Object point labels
□ □ □

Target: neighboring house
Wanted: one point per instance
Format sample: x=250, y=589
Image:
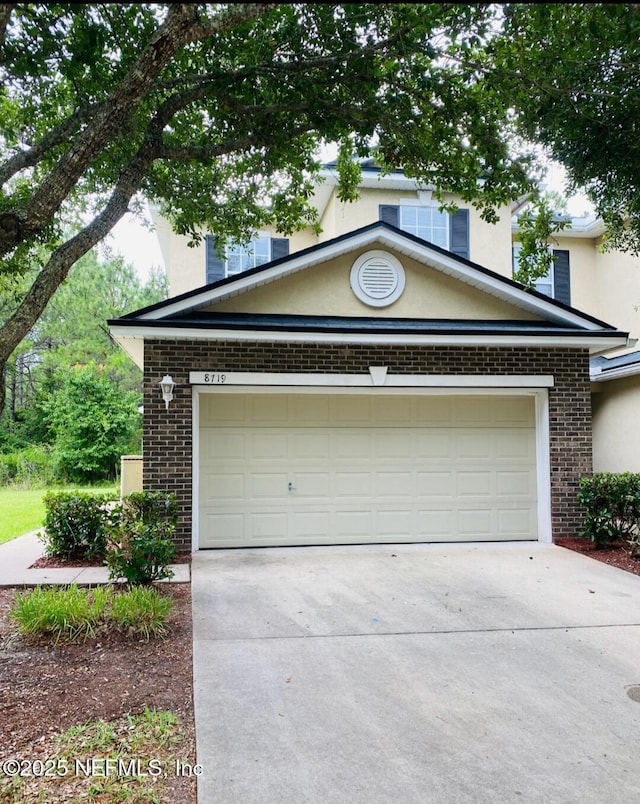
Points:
x=385, y=382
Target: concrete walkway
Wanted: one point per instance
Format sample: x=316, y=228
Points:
x=431, y=674
x=17, y=556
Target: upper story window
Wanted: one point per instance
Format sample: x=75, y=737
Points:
x=556, y=283
x=427, y=223
x=450, y=232
x=240, y=257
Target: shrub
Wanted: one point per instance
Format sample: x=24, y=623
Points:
x=76, y=524
x=141, y=546
x=612, y=502
x=72, y=614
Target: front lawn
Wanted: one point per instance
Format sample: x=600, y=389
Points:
x=22, y=510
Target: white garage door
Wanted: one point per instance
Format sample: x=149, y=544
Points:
x=293, y=469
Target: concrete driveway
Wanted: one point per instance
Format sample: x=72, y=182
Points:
x=415, y=673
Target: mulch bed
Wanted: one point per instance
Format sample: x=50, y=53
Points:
x=616, y=555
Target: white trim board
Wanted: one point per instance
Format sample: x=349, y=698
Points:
x=375, y=378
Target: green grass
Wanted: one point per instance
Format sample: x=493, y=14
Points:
x=23, y=509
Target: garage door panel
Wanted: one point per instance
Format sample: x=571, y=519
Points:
x=514, y=523
x=222, y=486
x=353, y=484
x=434, y=484
x=392, y=524
x=434, y=445
x=381, y=468
x=353, y=525
x=268, y=485
x=224, y=529
x=516, y=484
x=474, y=484
x=467, y=411
x=476, y=522
x=473, y=445
x=437, y=524
x=268, y=446
x=514, y=444
x=223, y=446
x=395, y=484
x=393, y=444
x=313, y=523
x=353, y=445
x=315, y=445
x=311, y=484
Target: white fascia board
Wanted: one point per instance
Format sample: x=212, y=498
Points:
x=266, y=378
x=133, y=345
x=595, y=343
x=614, y=374
x=442, y=262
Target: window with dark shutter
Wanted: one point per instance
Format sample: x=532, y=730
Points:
x=279, y=247
x=458, y=227
x=215, y=265
x=389, y=213
x=459, y=233
x=561, y=276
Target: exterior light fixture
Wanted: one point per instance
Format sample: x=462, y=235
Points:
x=167, y=384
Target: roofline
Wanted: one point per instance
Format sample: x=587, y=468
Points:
x=485, y=279
x=154, y=330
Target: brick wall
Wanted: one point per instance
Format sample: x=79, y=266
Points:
x=167, y=434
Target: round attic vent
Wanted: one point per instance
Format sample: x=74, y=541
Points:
x=377, y=278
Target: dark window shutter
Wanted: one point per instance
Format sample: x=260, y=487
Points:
x=561, y=276
x=459, y=233
x=215, y=265
x=279, y=247
x=389, y=213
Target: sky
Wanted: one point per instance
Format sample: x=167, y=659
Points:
x=137, y=245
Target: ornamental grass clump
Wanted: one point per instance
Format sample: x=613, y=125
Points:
x=140, y=611
x=60, y=613
x=70, y=614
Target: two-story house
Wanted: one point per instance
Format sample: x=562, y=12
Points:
x=386, y=381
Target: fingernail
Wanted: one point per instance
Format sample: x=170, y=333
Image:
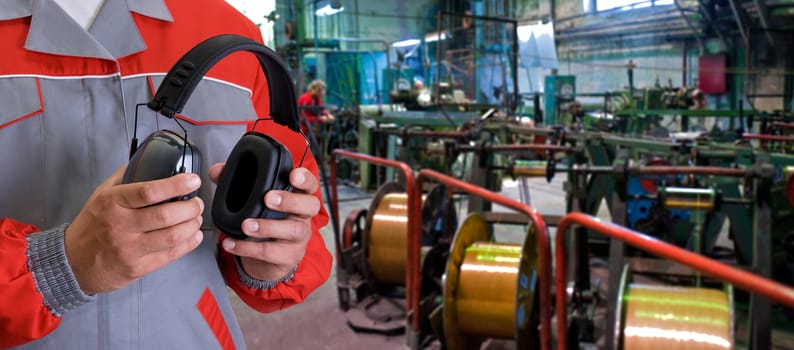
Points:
x=300, y=178
x=194, y=180
x=251, y=226
x=228, y=244
x=274, y=199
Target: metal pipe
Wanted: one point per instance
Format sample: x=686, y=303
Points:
x=414, y=241
x=516, y=148
x=742, y=279
x=765, y=137
x=414, y=218
x=428, y=133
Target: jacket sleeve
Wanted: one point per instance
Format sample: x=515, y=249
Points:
x=315, y=267
x=36, y=282
x=23, y=315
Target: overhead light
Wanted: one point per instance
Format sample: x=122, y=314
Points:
x=406, y=43
x=435, y=36
x=328, y=10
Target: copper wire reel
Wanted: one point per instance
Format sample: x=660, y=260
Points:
x=386, y=233
x=490, y=288
x=673, y=317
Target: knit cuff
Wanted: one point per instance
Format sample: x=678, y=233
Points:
x=255, y=283
x=51, y=271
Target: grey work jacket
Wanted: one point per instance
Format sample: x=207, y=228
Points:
x=62, y=135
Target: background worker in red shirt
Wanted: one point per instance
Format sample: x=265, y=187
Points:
x=311, y=105
x=90, y=263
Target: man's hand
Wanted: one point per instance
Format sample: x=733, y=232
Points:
x=273, y=259
x=120, y=236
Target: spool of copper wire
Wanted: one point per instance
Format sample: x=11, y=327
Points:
x=489, y=288
x=386, y=233
x=674, y=317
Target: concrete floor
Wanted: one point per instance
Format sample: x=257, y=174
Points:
x=318, y=323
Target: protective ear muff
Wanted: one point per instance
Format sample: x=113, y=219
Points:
x=257, y=164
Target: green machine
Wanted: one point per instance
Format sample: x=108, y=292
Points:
x=559, y=91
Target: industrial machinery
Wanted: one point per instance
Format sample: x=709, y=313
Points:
x=490, y=288
x=371, y=290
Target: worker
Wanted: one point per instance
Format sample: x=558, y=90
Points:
x=311, y=105
x=91, y=263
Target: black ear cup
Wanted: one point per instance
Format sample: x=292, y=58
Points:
x=257, y=164
x=163, y=154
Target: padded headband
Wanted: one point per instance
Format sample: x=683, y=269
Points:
x=183, y=77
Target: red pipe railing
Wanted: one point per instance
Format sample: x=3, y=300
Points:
x=742, y=279
x=413, y=217
x=414, y=242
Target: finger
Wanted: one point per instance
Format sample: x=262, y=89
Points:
x=214, y=172
x=163, y=257
x=290, y=230
x=301, y=204
x=142, y=194
x=303, y=180
x=116, y=178
x=164, y=215
x=171, y=237
x=272, y=252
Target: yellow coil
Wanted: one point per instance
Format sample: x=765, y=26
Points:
x=388, y=236
x=486, y=299
x=689, y=199
x=672, y=318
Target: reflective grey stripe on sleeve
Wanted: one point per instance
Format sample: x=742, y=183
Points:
x=252, y=282
x=52, y=273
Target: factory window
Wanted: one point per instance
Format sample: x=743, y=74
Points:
x=603, y=5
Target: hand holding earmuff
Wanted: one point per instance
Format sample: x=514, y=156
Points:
x=258, y=163
x=286, y=239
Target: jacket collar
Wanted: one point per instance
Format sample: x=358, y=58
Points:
x=112, y=35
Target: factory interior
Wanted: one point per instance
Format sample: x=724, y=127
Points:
x=545, y=174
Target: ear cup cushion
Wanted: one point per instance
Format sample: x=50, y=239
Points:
x=257, y=164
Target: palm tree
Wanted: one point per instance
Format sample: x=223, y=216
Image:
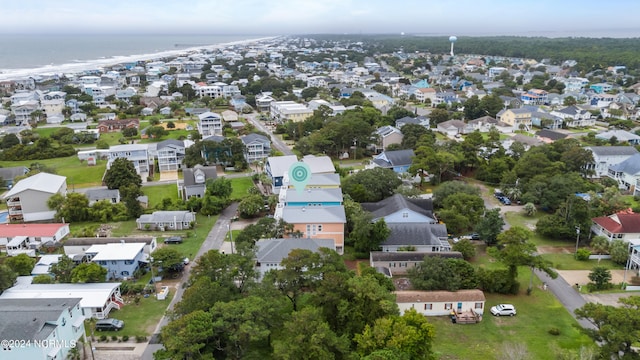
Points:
x=600, y=245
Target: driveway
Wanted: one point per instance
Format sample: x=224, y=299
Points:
x=276, y=142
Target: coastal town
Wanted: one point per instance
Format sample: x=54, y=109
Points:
x=302, y=197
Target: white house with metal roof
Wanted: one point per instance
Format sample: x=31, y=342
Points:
x=166, y=220
x=606, y=156
x=322, y=222
x=276, y=167
x=98, y=299
x=209, y=124
x=319, y=164
x=626, y=173
x=120, y=259
x=27, y=200
x=40, y=328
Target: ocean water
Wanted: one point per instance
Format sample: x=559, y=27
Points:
x=21, y=55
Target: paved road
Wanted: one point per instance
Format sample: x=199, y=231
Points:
x=565, y=293
x=277, y=143
x=214, y=240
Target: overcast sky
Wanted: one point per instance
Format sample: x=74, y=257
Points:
x=617, y=18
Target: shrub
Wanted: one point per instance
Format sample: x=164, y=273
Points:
x=583, y=254
x=497, y=281
x=466, y=248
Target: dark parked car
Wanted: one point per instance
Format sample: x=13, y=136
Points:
x=109, y=325
x=173, y=240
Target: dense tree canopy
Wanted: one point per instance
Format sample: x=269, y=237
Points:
x=121, y=173
x=371, y=185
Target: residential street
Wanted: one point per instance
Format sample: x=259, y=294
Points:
x=277, y=143
x=565, y=293
x=214, y=240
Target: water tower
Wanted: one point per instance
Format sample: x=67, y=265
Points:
x=452, y=40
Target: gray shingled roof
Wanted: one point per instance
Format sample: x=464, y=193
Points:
x=319, y=164
x=621, y=135
x=31, y=319
x=249, y=138
x=12, y=172
x=274, y=250
x=314, y=195
x=214, y=138
x=415, y=234
x=324, y=179
x=398, y=202
x=210, y=172
x=101, y=194
x=178, y=143
x=613, y=150
x=314, y=215
x=411, y=255
x=167, y=217
x=395, y=158
x=106, y=240
x=280, y=164
x=550, y=134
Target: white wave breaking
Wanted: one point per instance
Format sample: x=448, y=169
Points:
x=79, y=66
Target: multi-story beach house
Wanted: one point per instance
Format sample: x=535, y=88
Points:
x=137, y=154
x=209, y=124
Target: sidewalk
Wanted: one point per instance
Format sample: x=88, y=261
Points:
x=566, y=294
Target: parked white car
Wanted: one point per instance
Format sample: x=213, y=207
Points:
x=503, y=310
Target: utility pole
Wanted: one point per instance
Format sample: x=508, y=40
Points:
x=577, y=238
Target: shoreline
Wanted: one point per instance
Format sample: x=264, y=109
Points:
x=74, y=68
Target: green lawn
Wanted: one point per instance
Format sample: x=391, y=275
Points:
x=240, y=187
x=77, y=172
x=630, y=201
x=112, y=138
x=172, y=134
x=192, y=244
x=569, y=262
x=139, y=320
x=47, y=131
x=520, y=219
x=158, y=192
x=537, y=313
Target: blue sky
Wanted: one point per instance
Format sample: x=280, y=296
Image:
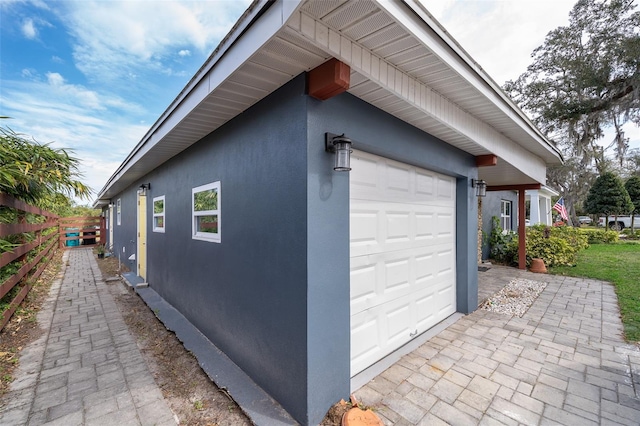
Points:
x=93, y=76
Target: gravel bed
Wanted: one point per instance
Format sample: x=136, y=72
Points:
x=515, y=298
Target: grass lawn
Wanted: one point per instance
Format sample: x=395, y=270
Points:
x=619, y=264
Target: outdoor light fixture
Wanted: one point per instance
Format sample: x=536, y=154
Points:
x=341, y=146
x=480, y=186
x=142, y=190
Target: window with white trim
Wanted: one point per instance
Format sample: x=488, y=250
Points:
x=205, y=207
x=505, y=215
x=158, y=214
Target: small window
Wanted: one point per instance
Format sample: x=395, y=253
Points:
x=505, y=215
x=205, y=203
x=158, y=214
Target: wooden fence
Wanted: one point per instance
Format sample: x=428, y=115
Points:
x=81, y=231
x=35, y=245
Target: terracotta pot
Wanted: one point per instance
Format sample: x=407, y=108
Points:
x=537, y=265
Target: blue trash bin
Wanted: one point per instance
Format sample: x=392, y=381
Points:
x=74, y=242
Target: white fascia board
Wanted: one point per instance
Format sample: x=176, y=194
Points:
x=417, y=94
x=450, y=52
x=249, y=38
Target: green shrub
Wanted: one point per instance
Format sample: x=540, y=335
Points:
x=557, y=245
x=628, y=235
x=602, y=236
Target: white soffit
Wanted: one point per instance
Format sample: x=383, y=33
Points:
x=385, y=44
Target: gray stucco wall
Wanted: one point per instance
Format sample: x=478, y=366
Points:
x=491, y=205
x=247, y=294
x=274, y=294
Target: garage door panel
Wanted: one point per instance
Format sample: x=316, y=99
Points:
x=379, y=331
x=381, y=278
x=446, y=188
x=380, y=227
x=402, y=254
x=364, y=226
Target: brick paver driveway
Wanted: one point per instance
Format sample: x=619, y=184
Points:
x=563, y=362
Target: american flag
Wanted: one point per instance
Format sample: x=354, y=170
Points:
x=560, y=208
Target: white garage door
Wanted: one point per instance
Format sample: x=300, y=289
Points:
x=402, y=254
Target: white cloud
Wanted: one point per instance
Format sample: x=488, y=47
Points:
x=29, y=30
x=58, y=114
x=501, y=35
x=115, y=39
x=29, y=73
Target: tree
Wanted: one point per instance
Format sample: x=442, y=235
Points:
x=573, y=180
x=608, y=196
x=585, y=77
x=633, y=188
x=36, y=173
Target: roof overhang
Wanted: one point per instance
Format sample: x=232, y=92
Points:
x=402, y=61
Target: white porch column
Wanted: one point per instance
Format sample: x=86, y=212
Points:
x=534, y=203
x=546, y=211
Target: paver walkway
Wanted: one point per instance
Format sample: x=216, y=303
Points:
x=86, y=369
x=563, y=362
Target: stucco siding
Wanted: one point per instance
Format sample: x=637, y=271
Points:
x=491, y=205
x=247, y=294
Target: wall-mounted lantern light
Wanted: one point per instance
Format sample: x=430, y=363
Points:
x=480, y=186
x=142, y=190
x=341, y=146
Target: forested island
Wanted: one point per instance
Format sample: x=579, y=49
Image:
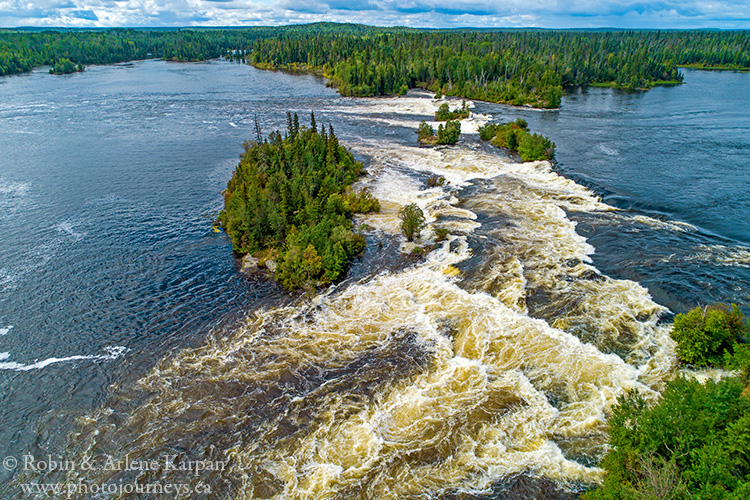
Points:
x=516, y=138
x=289, y=202
x=519, y=67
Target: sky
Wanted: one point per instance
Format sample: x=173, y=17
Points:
x=663, y=14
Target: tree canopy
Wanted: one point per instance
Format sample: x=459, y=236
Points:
x=290, y=200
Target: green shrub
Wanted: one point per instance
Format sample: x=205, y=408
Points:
x=444, y=113
x=693, y=444
x=704, y=335
x=425, y=132
x=412, y=221
x=449, y=133
x=435, y=180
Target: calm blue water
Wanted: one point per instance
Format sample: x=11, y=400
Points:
x=674, y=154
x=110, y=181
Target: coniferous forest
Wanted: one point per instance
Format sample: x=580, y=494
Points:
x=289, y=201
x=521, y=67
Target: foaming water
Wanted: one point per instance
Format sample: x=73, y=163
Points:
x=500, y=353
x=112, y=353
x=496, y=356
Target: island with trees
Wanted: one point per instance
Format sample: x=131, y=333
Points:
x=290, y=202
x=516, y=138
x=519, y=67
x=694, y=443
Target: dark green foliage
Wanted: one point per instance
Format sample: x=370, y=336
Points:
x=64, y=66
x=444, y=112
x=704, y=335
x=289, y=199
x=515, y=137
x=448, y=133
x=435, y=180
x=426, y=133
x=412, y=221
x=516, y=67
x=695, y=443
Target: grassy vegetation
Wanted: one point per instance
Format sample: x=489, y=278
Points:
x=444, y=113
x=447, y=133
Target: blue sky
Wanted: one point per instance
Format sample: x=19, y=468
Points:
x=416, y=13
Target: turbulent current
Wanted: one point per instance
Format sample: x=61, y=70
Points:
x=484, y=368
x=497, y=354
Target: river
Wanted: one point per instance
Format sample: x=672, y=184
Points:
x=127, y=329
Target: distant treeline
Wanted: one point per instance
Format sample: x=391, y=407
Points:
x=290, y=202
x=510, y=66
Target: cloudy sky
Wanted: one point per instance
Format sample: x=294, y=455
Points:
x=416, y=13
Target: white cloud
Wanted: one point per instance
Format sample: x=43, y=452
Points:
x=417, y=13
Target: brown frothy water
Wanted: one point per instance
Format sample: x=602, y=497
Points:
x=434, y=381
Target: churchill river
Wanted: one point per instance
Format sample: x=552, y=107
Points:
x=128, y=332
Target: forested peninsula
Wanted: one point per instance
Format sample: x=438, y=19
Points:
x=519, y=67
x=289, y=202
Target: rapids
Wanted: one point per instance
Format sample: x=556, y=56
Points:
x=498, y=354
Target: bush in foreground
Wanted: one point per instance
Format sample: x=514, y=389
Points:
x=290, y=200
x=693, y=444
x=412, y=221
x=710, y=336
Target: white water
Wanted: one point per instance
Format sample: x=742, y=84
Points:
x=431, y=379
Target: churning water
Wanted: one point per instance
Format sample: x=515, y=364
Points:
x=498, y=354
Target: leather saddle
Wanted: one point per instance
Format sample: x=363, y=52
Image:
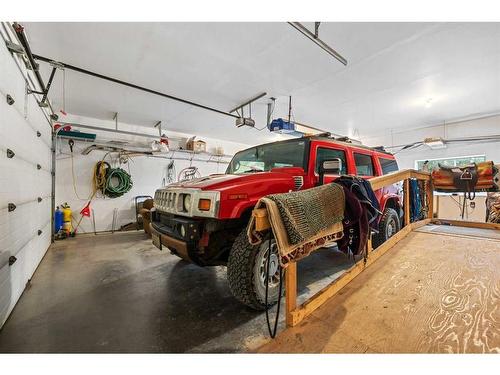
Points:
x=464, y=178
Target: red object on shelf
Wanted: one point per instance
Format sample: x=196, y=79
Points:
x=86, y=210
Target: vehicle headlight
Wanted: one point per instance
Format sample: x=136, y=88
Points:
x=186, y=203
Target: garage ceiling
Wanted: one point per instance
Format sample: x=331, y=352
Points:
x=399, y=75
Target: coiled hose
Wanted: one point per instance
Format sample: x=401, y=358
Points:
x=112, y=182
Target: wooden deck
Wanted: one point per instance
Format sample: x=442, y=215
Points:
x=436, y=291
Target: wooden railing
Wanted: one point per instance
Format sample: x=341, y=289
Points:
x=295, y=314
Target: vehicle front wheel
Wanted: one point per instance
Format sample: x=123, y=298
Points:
x=246, y=272
x=389, y=225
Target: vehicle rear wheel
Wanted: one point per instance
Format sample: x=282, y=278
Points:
x=246, y=272
x=389, y=225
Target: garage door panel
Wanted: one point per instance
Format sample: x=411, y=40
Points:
x=21, y=183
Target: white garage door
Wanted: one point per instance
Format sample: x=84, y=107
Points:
x=25, y=181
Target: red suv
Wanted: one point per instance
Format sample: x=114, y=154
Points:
x=204, y=220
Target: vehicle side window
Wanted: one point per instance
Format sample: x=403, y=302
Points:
x=388, y=165
x=323, y=154
x=364, y=164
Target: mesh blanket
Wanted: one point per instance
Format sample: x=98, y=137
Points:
x=302, y=221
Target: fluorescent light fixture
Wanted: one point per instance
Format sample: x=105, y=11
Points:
x=434, y=143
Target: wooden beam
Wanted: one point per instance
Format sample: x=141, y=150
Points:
x=297, y=315
x=291, y=292
x=430, y=199
x=261, y=219
x=391, y=178
x=467, y=224
x=406, y=205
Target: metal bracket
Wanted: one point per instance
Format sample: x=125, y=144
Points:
x=158, y=125
x=12, y=260
x=14, y=48
x=316, y=29
x=43, y=102
x=248, y=102
x=10, y=99
x=115, y=117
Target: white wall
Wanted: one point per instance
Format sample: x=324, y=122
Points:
x=147, y=173
x=21, y=183
x=476, y=127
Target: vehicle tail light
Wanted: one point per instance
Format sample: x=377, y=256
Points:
x=238, y=196
x=204, y=204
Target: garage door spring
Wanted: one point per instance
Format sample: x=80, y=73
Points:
x=112, y=182
x=272, y=332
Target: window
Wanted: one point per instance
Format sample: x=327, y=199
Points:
x=388, y=165
x=458, y=161
x=266, y=157
x=364, y=164
x=323, y=154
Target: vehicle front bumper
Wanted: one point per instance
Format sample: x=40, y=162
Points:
x=167, y=232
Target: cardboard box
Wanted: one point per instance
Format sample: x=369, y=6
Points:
x=196, y=146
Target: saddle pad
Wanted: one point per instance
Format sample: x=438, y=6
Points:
x=302, y=221
x=443, y=178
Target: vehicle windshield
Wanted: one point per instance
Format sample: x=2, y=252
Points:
x=266, y=157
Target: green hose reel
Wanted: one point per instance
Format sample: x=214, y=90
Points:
x=116, y=181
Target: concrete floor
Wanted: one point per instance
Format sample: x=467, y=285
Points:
x=118, y=293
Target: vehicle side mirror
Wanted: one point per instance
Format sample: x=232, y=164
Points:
x=333, y=166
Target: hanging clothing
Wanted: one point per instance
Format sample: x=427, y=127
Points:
x=362, y=189
x=356, y=227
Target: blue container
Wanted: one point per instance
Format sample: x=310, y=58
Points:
x=282, y=126
x=57, y=220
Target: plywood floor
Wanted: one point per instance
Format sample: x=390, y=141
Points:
x=432, y=293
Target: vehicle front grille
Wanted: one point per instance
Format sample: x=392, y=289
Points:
x=166, y=200
x=298, y=181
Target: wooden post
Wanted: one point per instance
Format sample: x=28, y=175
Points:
x=406, y=206
x=291, y=292
x=430, y=199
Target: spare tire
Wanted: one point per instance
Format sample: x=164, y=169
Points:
x=389, y=225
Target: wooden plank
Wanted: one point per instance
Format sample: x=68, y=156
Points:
x=261, y=219
x=430, y=199
x=469, y=224
x=406, y=205
x=291, y=291
x=419, y=300
x=389, y=179
x=420, y=175
x=297, y=315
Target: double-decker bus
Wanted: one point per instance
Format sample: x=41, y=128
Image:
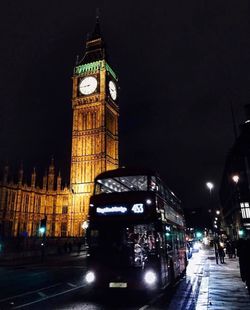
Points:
x=136, y=232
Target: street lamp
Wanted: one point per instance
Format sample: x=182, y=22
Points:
x=235, y=178
x=210, y=186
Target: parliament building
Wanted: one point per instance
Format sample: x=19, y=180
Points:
x=23, y=207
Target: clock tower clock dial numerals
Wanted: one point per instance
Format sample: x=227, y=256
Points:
x=112, y=90
x=88, y=85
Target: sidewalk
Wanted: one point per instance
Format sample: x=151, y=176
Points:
x=49, y=259
x=221, y=286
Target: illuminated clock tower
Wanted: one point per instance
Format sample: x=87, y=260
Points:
x=95, y=126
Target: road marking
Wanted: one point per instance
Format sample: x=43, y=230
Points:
x=30, y=292
x=153, y=301
x=49, y=297
x=42, y=294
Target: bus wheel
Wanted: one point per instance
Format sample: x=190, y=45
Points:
x=171, y=273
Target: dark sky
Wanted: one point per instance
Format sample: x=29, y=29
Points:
x=180, y=66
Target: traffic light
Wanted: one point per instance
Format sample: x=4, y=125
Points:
x=198, y=234
x=42, y=228
x=241, y=233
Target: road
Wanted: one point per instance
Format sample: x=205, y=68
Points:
x=59, y=284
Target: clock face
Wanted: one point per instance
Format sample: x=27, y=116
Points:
x=112, y=90
x=88, y=85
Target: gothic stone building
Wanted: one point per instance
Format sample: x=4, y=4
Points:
x=94, y=150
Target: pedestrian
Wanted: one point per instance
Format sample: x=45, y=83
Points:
x=247, y=261
x=70, y=247
x=216, y=252
x=79, y=244
x=229, y=249
x=65, y=247
x=221, y=254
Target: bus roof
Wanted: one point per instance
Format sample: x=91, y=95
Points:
x=124, y=171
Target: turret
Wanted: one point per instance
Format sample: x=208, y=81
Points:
x=5, y=174
x=33, y=178
x=51, y=175
x=59, y=182
x=20, y=175
x=45, y=180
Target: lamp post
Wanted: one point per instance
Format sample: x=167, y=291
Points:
x=237, y=217
x=210, y=186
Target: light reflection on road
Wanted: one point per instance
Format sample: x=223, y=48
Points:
x=186, y=295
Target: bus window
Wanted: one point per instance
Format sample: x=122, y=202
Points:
x=168, y=240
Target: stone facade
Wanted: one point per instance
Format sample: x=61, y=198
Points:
x=94, y=150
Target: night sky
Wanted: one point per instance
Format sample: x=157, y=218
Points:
x=180, y=65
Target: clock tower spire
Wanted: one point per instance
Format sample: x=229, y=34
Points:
x=95, y=125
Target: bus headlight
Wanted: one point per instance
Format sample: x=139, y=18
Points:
x=90, y=277
x=150, y=277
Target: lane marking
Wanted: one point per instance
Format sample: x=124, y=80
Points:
x=49, y=297
x=41, y=294
x=30, y=292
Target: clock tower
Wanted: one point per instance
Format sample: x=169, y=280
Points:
x=95, y=126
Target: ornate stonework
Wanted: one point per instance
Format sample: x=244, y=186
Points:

□ □ □

- _Problem details_: Copy out the lines of the records above verbatim, beginning at the line that contains "Target: coniferous forest" and stopping after the line that contains "x=496, y=356".

- _Exercise solution_:
Target: coniferous forest
Wanted: one point per instance
Format sample: x=580, y=494
Points:
x=289, y=201
x=521, y=67
Target: foaming water
Wanted: one point per instance
Format sample: x=73, y=163
Points:
x=500, y=353
x=112, y=353
x=496, y=356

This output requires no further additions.